→ Material provided:
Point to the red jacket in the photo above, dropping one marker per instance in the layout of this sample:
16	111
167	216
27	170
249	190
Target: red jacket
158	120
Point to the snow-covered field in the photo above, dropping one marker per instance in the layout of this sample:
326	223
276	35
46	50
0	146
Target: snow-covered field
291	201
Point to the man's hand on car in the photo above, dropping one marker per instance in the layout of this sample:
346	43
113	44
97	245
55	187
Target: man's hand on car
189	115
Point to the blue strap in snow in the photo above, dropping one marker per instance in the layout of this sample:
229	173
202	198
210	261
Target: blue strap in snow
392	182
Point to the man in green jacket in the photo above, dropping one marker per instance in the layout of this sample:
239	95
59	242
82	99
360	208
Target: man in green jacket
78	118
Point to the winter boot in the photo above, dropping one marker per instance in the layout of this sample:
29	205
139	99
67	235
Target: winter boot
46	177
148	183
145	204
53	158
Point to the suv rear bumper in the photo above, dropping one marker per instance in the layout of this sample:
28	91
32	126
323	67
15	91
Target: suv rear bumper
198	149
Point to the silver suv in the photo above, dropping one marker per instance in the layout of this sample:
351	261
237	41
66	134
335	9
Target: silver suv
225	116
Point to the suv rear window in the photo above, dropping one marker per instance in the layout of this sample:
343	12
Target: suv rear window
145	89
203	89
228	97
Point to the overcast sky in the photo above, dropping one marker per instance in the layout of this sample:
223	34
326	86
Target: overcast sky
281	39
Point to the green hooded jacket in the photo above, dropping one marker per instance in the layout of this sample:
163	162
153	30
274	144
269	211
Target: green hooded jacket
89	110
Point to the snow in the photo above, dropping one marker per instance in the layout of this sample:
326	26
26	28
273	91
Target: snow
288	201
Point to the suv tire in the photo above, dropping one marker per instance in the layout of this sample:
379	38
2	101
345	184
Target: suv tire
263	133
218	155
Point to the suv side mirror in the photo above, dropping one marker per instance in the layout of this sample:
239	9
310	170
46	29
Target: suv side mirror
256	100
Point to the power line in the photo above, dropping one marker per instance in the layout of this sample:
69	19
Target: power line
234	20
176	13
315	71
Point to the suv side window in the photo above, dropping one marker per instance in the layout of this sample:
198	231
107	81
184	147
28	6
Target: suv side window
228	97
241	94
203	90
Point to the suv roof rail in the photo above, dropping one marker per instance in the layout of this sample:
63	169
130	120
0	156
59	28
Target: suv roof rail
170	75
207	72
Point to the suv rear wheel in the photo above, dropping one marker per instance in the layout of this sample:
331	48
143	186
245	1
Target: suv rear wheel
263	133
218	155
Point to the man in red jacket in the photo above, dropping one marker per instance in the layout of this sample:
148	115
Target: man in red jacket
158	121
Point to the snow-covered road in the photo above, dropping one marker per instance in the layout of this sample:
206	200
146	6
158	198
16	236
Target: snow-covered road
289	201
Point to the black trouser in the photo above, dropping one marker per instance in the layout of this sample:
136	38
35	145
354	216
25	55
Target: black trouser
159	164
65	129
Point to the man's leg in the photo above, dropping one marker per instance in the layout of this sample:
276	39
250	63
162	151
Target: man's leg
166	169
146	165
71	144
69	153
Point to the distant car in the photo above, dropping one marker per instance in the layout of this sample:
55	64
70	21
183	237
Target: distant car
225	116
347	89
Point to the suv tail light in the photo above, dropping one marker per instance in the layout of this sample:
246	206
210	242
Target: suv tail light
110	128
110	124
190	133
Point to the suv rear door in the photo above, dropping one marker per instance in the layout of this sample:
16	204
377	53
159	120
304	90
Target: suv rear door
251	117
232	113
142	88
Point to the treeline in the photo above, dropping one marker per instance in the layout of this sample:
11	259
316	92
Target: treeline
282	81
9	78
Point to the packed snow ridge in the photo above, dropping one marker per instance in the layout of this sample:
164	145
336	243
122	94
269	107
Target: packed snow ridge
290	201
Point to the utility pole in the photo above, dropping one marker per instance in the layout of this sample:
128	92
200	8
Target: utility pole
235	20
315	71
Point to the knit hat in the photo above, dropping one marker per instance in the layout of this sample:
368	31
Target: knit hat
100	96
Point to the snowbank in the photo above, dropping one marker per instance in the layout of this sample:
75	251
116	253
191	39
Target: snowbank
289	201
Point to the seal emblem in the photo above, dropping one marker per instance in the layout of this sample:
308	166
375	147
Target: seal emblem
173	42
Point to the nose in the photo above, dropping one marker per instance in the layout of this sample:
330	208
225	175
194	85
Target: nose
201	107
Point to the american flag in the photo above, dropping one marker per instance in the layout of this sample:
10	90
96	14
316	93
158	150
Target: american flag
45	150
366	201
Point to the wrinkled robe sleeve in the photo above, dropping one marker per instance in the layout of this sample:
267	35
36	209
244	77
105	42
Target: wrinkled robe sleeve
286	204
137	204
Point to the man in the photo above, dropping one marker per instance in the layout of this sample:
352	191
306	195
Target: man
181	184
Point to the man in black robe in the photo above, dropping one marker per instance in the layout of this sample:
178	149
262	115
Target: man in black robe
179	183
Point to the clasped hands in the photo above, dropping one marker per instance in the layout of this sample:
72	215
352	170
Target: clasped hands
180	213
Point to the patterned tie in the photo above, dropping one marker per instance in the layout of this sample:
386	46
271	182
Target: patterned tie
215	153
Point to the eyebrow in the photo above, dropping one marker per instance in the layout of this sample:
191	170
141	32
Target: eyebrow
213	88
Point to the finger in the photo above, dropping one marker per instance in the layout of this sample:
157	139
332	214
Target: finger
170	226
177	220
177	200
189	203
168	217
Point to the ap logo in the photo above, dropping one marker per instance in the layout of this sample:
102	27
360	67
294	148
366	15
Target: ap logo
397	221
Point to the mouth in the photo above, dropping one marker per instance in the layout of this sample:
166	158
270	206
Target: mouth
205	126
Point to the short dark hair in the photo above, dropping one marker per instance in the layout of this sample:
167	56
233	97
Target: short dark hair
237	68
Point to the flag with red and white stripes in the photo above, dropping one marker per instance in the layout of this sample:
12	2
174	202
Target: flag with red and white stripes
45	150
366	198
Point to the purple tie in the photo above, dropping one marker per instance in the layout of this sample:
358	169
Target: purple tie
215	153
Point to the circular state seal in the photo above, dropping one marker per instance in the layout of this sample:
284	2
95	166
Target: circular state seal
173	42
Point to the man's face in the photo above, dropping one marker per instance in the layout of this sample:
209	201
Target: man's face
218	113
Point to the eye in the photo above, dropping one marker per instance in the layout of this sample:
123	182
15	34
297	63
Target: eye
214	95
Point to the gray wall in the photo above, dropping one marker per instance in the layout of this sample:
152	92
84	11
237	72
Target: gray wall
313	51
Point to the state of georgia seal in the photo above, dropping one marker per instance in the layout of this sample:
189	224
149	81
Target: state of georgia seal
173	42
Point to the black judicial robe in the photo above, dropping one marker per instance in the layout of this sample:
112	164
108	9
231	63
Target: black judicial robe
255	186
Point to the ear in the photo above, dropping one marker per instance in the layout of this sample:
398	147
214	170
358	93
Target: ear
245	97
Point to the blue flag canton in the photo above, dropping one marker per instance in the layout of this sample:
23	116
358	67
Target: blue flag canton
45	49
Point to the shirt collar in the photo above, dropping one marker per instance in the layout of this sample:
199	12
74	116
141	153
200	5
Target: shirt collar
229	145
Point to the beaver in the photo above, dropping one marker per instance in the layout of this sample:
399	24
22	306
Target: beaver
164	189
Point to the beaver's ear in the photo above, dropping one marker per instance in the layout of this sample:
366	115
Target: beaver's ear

→ Problem to solve: Rewrite the lines above with "layout of this sample" replaced by "format of this sample" wherever it occurs, leaving everything else unchanged.

→ Reply to the exercise:
Point to the red jacket in the photo above, dropping one marker per instance in the format of this sample:
16	111
167	216
27	170
249	190
Target: red jacket
158	120
Point to the snow-covered field in the photo above, dropping one marker per instance in the format of this sample:
326	223
276	35
46	50
0	146
Target: snow-covered field
291	201
Point to the man's hand on car in the photo above, dropping one marker per instance in the format of this sample:
346	43
113	44
97	245
55	187
Target: man's hand on car
189	115
Point to the blue strap in snow in the photo above, dropping one marker per instance in the format of this sample:
229	173
202	198
210	261
Target: blue strap in snow
392	182
Point to the man in green jacket in the photo above, dropping one marker per instance in the format of this sample:
239	95
59	242
82	99
360	208
Target: man in green jacket
78	118
Point to the winter boot in the photo above, dropping one marker per instance in the format of this sample:
29	205
139	99
67	235
Target: winter boot
46	177
148	183
145	204
53	158
Point to the suv rear bumper in the photo above, dropping one marker per instance in the format of this sample:
28	91
32	126
323	67
15	91
Target: suv rear bumper
198	149
Point to the silver suv in the photo above, dropping one marker per instance in the format of this sample:
351	261
237	41
66	134
335	9
Target: silver suv
225	116
Point to the suv rear window in the photo above, dropping one marker per instance in the format of this sample:
343	12
Target: suv rear window
145	89
203	89
228	97
Point to the overcast sky in the photo above, dropping one marker per instance in the format of this sample:
223	34
326	86
Target: overcast sky
281	39
Point to the green hooded jacket in the photo above, dropping one marker per instance in the format of this sample:
163	162
153	30
274	144
269	211
Target: green hooded jacket
89	110
Point to the snow in the photo above, dropping one marker per instance in the format of this sample:
326	26
26	28
273	91
Target: snow
288	201
Point to the suv tire in the photo above, dropping one marker per instance in the format of this sample:
379	38
2	101
345	184
Target: suv tire
263	133
218	155
Point to the suv side mirror in the photo above, dropping one marker per instance in the format of this sample:
239	9
310	170
46	29
Target: suv side mirror
256	100
Point to the power line in the photo above, dropping one marker per instance in the format of this sample:
69	19
Target: power line
234	20
176	13
315	71
Point to the suv side window in the photo above, dropping one marker per instance in the format of this sample:
198	231
107	81
184	147
28	6
Target: suv side window
228	97
241	94
203	90
Point to the suv roof rail in the photo above, dropping one marker per instance in the format of this sample:
63	169
130	120
0	156
59	28
Target: suv roof rail
170	75
207	72
Point to the suv rear wheel in the photo above, dropping one marker per instance in the format of this sample:
331	48
143	186
245	1
Target: suv rear wheel
263	133
218	155
Point to the man in red jacket in the photo above, dropping one marker per instance in the format of this sample:
148	115
Target: man in red jacket
158	121
Point to the snow-covered road in the photo above, dropping one marker per instance in the format of this sample:
206	200
146	6
158	198
16	236
Target: snow-covered road
289	201
Point to the black trouser in the photo above, dropping one marker per instance in the format of this sample:
136	38
35	145
354	216
25	55
Target: black trouser
159	164
65	129
Point to the man's leg in the photo above, dropping one marker per instance in the format of this sample:
276	39
250	63
162	151
Target: man's leg
166	169
146	165
71	144
69	153
Point to the distant car in the photo above, dropping one marker per instance in the format of this sample:
55	64
70	21
183	237
Target: distant car
225	116
347	89
Point to the suv tail light in the photo above, dropping one marker per instance in the format of this sample:
246	206
210	242
Target: suv tail light
110	128
110	124
190	133
Point to the suv rear door in the photo above, dropping one marker per instance in the format of this sample:
16	204
377	53
159	120
304	90
Target: suv rear door
251	117
232	113
142	88
Point to the treeline in the photo above, dropping one marker per instance in the format of this sample:
11	259
316	92
Target: treeline
282	81
9	78
Point to the packed snow ridge in the photo above, dropping one marker per instance in the format of this sample:
164	145
336	243
122	94
269	107
Target: packed snow ridge
290	201
Point to the utility pole in the photo above, dropping one marker per instance in the format of this sample:
128	92
200	8
Target: utility pole
235	20
315	71
Point to the knit hat in the photo above, dropping one marker per instance in the format of this sample:
368	31
Target: knit hat
100	96
Point to the snowbank in the photo above, dropping one marker per instance in the format of this sample:
75	251
116	253
191	39
Target: snowbank
289	201
Point to the seal emblem in the photo above, dropping one marker per instance in the format of this sample:
308	166
375	147
Target: seal emblem
173	42
Point to the nose in the photo above, dropping one marker per instance in the format of this sample:
330	208
225	175
194	85
Target: nose
201	107
Point to the american flag in the photo above, dropping one marker per instance in the format of this sample:
10	90
96	14
316	93
158	150
Target: american flag
45	150
366	201
Point to the wrinkled robe sleeve in the photo above, dropping one marker per instance in the format of this sample:
267	35
36	209
244	77
105	42
Target: wrinkled robe sleeve
286	204
137	204
Point to the man in the photo above, dropping one marker per instance in the format of this sample:
352	191
306	195
Target: man
181	184
Point to the man in black robe in the photo above, dropping one marker per instance in the format of this sample:
178	149
262	115
Target: man in black robe
179	183
Point to the clasped hands in the photo above, dropping one marker per instance in the format of this sample:
72	215
352	170
Target: clasped hands
180	213
Point to the patterned tie in the photo above, dropping one marker per instance in the format of this sample:
386	46
271	182
Target: patterned tie
215	153
Point to the eyebrow in the photo above, dropping one marker per instance in the format of this sample:
191	170
141	32
Target: eyebrow
213	88
Point to the finger in the photo above, dropping one marker per instance in the format of this sample:
157	139
332	214
Target: finger
170	226
177	220
177	200
189	203
168	217
Point to the ap logo in the photo above, dropping one marker per instance in the format of this sample:
102	27
360	67
294	148
366	15
Target: ap logo
397	221
Point to the mouth in the photo above, dropping one marker per instance in the format of this sample:
166	158
270	206
Target: mouth
205	126
Point to the short dark hair in the photo above, dropping one marker per instance in the format of this sample:
167	56
233	97
Target: short dark hair
237	68
Point to the flag with red and white stripes in the photo above, dropping one marker per instance in the format of this sample:
12	2
174	202
Target: flag with red and white stripes
45	150
366	198
Point to the purple tie in the photo above, dropping one marker per instance in the format of this sample:
358	169
Target: purple tie
215	153
Point to the circular state seal in the photo above, dropping one marker per instance in the format of this sample:
284	2
95	166
Target: circular state seal
173	42
Point to the man's face in the photo above, dropping one marker per instance in the format of this sample:
209	201
Target: man's face
218	113
Point to the eye in the photo above, dropping one marker per instance in the format of this sample:
123	182
15	34
297	63
Target: eye
214	95
Point to the gray wall in the photo above, dropping one marker per instance in the format of this sample:
152	92
84	11
237	72
Target: gray wall
313	51
Point to the state of georgia seal in the photo above, dropping one marker per instance in the format of this sample:
189	224
149	81
Target: state of georgia seal
173	42
Point to the black judicial robe in the photo above, dropping one marker per instance in the format of this sample:
112	164
108	9
231	63
Target: black judicial robe
255	186
Point to the ear in the photo above, dropping one marker per instance in the format of this sample:
398	147
214	170
358	93
Target: ear
245	97
Point to the blue flag canton in the photo above, dropping one marker per instance in the format of this sample:
23	116
358	67
Target: blue flag canton
45	49
Point to the shirt collar in the photo above, dropping one marker per instance in the format of this sample:
199	12
74	116
141	153
200	5
Target: shirt collar
229	145
Point to the beaver in the photo above, dropping one marker per instance in the format of this sample:
399	24
22	306
Target: beaver
164	189
Point to the beaver's ear in the photo above, dropping one marker per instance in the format of this sample:
366	115
Target: beaver's ear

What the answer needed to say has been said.